## Objective
Rewrite the rows from the line with "car, pixel coordinates, sample" up to and including the line with "TARGET = white car", changing "white car" to "silver car" and keeping everything else the same. Leave the pictures out of your answer.

Lines of data
....................
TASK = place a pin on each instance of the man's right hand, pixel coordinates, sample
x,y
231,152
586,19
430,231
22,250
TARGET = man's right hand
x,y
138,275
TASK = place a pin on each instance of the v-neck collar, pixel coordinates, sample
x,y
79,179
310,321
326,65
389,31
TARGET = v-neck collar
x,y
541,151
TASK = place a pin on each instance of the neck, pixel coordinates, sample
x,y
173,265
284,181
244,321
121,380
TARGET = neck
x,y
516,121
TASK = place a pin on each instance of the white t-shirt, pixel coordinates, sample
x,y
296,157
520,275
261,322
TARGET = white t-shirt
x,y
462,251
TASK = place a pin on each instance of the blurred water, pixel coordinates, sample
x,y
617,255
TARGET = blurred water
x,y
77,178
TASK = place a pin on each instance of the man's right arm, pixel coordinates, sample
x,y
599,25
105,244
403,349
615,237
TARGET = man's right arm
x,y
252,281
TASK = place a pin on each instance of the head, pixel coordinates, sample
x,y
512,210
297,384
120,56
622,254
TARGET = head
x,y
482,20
....................
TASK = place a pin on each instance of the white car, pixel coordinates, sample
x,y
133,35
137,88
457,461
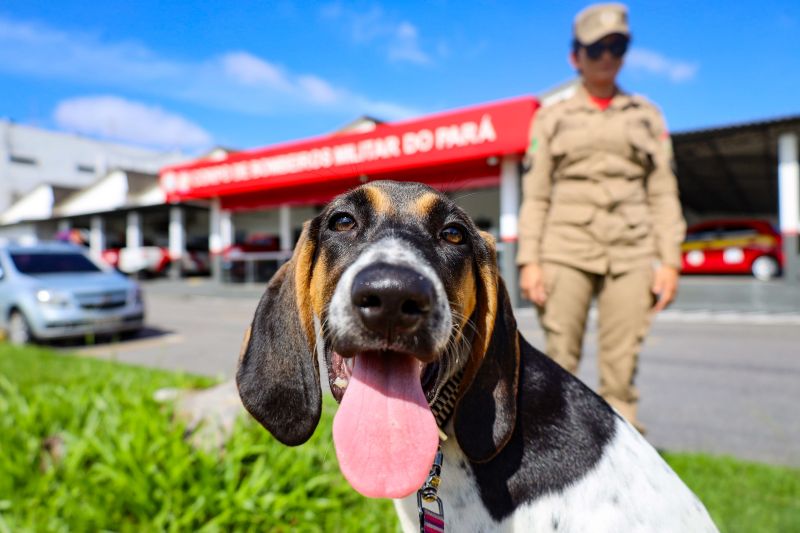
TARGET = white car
....................
## Correct result
TASK = place a pin on each instance of the silver car, pixel coordinates, sample
x,y
133,35
137,88
457,461
TARGET = silver car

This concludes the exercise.